● **Information supplied**:
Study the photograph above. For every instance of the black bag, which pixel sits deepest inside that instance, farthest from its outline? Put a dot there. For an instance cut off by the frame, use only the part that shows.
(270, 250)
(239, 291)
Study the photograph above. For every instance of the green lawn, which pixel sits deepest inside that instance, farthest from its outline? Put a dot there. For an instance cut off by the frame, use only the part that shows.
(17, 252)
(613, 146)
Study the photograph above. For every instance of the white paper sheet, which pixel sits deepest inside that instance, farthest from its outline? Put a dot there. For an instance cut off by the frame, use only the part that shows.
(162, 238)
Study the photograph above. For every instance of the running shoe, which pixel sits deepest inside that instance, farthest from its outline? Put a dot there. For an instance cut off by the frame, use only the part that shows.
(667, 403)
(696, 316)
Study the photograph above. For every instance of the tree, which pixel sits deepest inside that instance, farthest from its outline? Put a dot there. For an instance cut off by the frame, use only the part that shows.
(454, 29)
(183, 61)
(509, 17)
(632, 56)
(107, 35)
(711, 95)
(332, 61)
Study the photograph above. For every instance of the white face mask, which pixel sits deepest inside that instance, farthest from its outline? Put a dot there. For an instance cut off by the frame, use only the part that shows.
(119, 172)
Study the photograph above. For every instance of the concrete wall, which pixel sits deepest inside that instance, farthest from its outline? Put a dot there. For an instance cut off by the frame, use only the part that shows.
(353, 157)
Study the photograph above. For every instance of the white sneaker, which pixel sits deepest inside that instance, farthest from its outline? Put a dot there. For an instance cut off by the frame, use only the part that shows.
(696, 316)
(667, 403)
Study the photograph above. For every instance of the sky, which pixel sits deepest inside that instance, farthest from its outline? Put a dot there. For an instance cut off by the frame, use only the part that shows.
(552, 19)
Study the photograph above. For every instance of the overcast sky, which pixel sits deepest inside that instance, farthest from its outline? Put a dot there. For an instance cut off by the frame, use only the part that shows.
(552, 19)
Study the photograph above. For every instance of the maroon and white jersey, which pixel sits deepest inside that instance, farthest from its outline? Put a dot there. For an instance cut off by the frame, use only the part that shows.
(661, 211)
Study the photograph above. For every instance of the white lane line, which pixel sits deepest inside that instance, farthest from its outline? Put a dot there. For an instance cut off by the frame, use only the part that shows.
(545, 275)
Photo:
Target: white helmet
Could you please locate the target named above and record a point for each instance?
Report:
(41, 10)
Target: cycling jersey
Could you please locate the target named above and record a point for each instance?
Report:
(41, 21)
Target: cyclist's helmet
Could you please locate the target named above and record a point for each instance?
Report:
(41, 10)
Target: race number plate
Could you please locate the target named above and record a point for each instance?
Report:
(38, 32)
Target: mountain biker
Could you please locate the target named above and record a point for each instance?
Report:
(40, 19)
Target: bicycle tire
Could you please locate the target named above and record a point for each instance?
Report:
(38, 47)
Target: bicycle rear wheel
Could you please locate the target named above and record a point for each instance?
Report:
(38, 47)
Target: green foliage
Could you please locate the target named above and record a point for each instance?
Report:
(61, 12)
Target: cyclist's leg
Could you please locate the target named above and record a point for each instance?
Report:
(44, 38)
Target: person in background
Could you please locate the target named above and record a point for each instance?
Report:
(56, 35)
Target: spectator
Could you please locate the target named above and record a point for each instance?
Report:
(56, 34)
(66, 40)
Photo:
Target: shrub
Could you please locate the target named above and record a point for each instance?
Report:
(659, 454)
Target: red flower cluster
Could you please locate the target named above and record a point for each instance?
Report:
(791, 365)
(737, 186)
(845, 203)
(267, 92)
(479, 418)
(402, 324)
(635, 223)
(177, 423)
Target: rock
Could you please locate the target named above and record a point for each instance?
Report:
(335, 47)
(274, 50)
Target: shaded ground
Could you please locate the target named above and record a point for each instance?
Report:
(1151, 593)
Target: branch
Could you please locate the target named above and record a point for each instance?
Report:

● **Aim**:
Reproduce the material word for word, from the line that contains "Target: shaded ground" through the final line of the material, with both of those lines included.

● **Task response**:
Target: shaded ground
Could you please locate the target named above and record a point for each instance?
Report:
(1151, 593)
Target: branch
Could you please locate the target named above and record a point for each instance?
Report:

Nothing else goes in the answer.